### DATA SHOWN
----

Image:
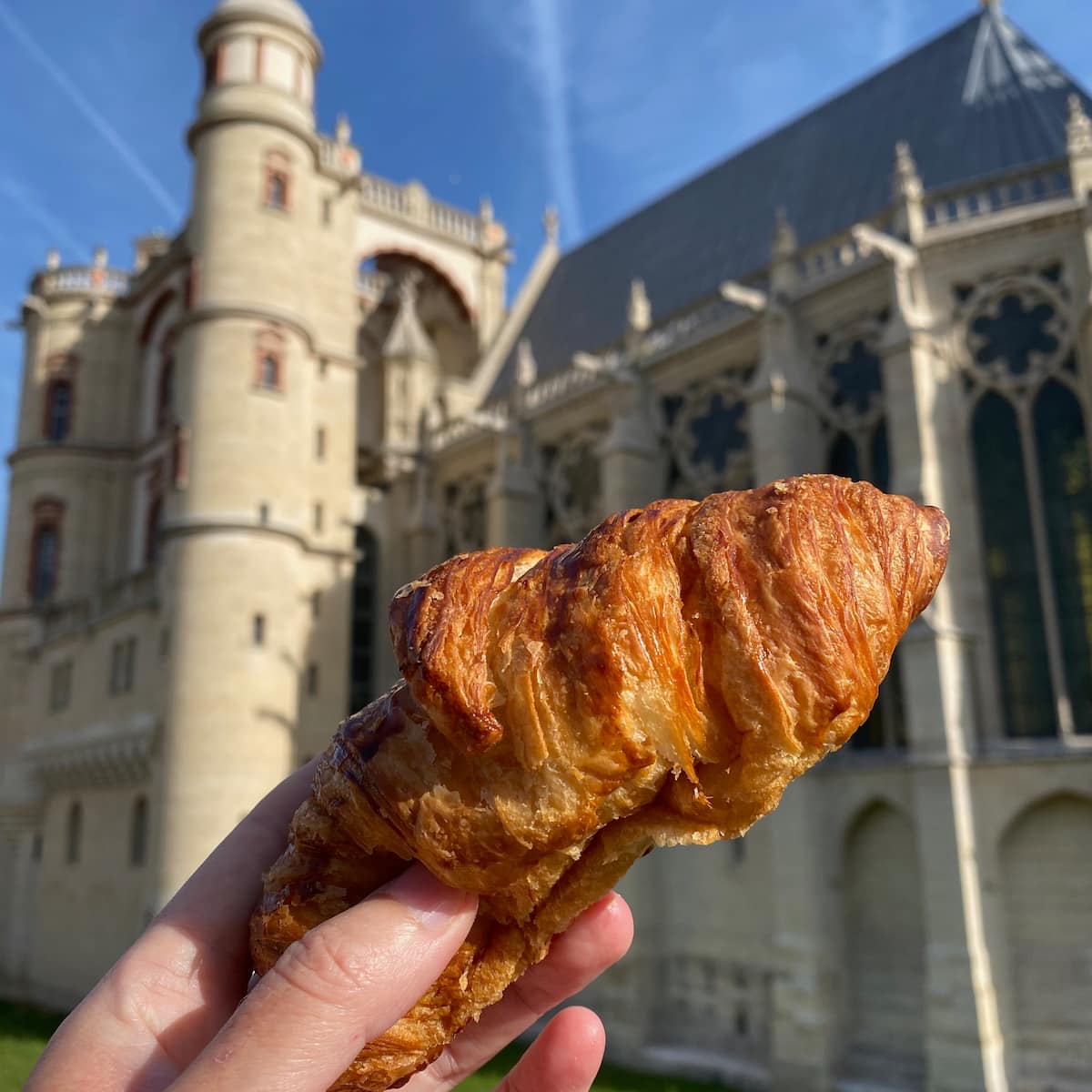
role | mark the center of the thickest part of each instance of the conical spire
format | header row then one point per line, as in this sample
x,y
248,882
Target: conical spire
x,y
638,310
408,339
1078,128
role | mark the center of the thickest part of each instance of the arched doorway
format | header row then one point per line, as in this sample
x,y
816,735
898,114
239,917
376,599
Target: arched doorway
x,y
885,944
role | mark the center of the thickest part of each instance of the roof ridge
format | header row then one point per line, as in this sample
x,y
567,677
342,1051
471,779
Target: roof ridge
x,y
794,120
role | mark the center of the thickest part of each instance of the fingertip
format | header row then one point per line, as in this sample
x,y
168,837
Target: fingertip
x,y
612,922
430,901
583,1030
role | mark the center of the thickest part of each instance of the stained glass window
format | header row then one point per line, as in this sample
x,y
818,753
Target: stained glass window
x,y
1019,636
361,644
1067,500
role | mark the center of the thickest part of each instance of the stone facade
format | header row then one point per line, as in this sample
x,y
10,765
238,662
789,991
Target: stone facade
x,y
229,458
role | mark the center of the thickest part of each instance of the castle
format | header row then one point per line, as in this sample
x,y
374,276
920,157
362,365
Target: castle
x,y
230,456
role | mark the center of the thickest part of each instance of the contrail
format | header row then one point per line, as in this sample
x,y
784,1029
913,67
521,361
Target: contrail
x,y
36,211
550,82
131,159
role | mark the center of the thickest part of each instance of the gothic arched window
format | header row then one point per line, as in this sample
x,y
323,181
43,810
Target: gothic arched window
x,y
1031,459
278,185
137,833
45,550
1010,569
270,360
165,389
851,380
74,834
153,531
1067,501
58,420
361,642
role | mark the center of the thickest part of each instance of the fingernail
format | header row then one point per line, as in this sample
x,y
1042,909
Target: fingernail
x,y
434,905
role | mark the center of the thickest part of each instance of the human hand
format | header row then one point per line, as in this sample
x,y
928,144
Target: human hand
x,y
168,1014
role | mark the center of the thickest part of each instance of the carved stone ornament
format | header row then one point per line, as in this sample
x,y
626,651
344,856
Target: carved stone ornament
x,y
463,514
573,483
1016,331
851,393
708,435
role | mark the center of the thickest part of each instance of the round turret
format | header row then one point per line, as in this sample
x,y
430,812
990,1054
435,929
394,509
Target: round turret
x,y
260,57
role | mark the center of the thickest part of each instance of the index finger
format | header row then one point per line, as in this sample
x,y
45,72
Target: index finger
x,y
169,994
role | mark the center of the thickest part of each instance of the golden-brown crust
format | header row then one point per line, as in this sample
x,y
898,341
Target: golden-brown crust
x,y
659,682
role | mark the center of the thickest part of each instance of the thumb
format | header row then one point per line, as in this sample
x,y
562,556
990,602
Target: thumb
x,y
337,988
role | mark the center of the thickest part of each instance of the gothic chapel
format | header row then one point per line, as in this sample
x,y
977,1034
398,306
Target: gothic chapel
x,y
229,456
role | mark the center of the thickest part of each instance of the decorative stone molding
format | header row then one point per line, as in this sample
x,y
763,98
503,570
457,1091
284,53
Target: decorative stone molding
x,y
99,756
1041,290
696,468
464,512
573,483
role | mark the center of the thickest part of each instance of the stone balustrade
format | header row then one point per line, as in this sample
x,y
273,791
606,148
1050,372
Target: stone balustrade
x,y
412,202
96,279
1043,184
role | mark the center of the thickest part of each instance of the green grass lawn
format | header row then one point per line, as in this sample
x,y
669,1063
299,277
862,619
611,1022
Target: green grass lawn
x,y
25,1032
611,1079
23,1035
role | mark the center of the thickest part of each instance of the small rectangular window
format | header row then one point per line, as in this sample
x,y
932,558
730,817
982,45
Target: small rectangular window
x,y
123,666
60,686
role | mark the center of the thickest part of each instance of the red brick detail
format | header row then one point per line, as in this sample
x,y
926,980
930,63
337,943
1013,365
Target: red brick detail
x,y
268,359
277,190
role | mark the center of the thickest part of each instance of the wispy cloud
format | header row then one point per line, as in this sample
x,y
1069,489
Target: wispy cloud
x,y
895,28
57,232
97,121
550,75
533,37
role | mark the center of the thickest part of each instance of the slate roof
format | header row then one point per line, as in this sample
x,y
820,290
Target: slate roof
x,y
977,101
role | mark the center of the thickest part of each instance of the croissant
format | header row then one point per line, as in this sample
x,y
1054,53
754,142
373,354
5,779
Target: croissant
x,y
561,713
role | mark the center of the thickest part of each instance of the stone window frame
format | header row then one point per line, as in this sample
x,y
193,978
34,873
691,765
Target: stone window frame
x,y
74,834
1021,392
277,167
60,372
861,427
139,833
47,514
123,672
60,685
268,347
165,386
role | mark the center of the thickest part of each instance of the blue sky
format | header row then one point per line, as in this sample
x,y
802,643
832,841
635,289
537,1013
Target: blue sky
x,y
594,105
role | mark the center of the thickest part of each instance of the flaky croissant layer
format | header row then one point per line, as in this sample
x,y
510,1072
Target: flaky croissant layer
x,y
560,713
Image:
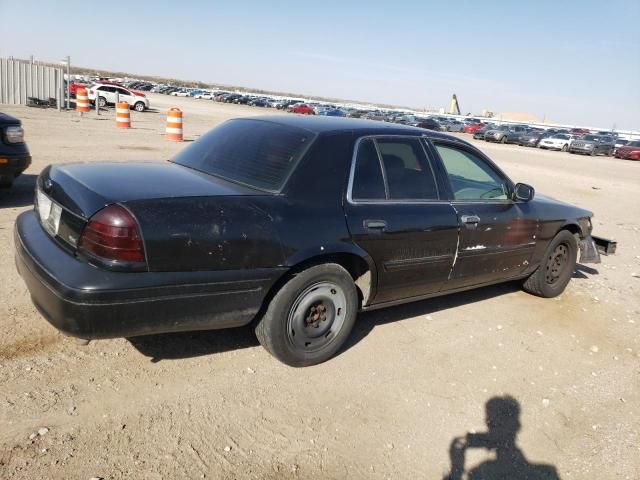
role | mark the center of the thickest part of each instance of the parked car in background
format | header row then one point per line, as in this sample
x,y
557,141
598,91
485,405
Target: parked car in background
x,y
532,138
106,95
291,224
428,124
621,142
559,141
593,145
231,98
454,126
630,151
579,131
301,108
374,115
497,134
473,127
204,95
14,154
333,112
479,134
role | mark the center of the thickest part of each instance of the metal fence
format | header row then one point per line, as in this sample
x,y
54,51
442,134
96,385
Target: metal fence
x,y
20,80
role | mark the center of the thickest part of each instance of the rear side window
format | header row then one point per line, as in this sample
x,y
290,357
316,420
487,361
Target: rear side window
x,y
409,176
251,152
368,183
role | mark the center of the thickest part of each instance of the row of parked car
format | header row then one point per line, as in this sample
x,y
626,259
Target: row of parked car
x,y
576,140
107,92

----

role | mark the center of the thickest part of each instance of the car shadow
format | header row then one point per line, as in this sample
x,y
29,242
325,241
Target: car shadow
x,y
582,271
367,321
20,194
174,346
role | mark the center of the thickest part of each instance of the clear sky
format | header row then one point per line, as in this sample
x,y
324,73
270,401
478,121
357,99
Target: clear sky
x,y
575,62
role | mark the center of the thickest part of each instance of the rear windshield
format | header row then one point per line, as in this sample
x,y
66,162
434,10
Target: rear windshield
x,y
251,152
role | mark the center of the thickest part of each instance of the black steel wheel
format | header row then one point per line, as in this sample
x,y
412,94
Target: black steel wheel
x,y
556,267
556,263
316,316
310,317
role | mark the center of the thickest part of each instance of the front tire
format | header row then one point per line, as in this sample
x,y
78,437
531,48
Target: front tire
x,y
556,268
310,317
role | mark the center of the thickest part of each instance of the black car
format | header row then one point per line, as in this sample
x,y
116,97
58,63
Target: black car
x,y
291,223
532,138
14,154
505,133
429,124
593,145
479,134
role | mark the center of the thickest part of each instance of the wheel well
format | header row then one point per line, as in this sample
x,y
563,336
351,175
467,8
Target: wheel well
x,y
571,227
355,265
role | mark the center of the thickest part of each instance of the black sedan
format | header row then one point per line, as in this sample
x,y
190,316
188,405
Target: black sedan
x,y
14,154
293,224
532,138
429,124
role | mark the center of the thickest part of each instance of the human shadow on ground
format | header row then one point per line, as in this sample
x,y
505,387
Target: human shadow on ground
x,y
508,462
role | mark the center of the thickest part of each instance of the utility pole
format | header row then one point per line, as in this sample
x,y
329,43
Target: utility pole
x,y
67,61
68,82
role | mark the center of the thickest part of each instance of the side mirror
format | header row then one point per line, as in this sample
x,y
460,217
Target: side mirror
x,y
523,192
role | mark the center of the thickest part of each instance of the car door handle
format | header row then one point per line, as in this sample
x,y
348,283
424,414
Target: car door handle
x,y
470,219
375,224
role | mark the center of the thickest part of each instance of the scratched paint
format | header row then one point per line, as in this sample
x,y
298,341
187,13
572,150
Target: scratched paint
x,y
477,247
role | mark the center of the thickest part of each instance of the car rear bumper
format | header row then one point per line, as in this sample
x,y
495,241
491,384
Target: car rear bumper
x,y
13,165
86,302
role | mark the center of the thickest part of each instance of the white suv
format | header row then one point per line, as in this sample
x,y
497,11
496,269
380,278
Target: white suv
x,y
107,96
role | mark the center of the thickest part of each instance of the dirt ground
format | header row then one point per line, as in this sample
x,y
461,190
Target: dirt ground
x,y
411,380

----

### TASK TO COMPLETE
Reproduce only the lines above, starting at the line with "Target: green grass lawn" and ending at the line with "the slate roof", exactly as written.

### ANSWER
Target: green grass lawn
x,y
25,1032
611,1079
23,1035
role | mark the center of the thickest part of each instance of the small rectangular window
format | header row then one point per line, as in this sample
x,y
932,558
730,817
982,45
Target: small rectangular window
x,y
123,666
60,686
role | mark the center of the thickest part of each instance of the red brick detail
format | header row then one point per line, as in this sample
x,y
926,980
930,63
337,943
1013,365
Target: red brick detail
x,y
268,359
277,190
role | mark the center of the thickest part of each instance of the wispy cloud
format | header row then one point per line, as in this sample
x,y
1069,489
Target: wispy cloud
x,y
895,28
57,232
97,121
550,75
533,37
role | mark the center of the thickest part of each instance of the slate roof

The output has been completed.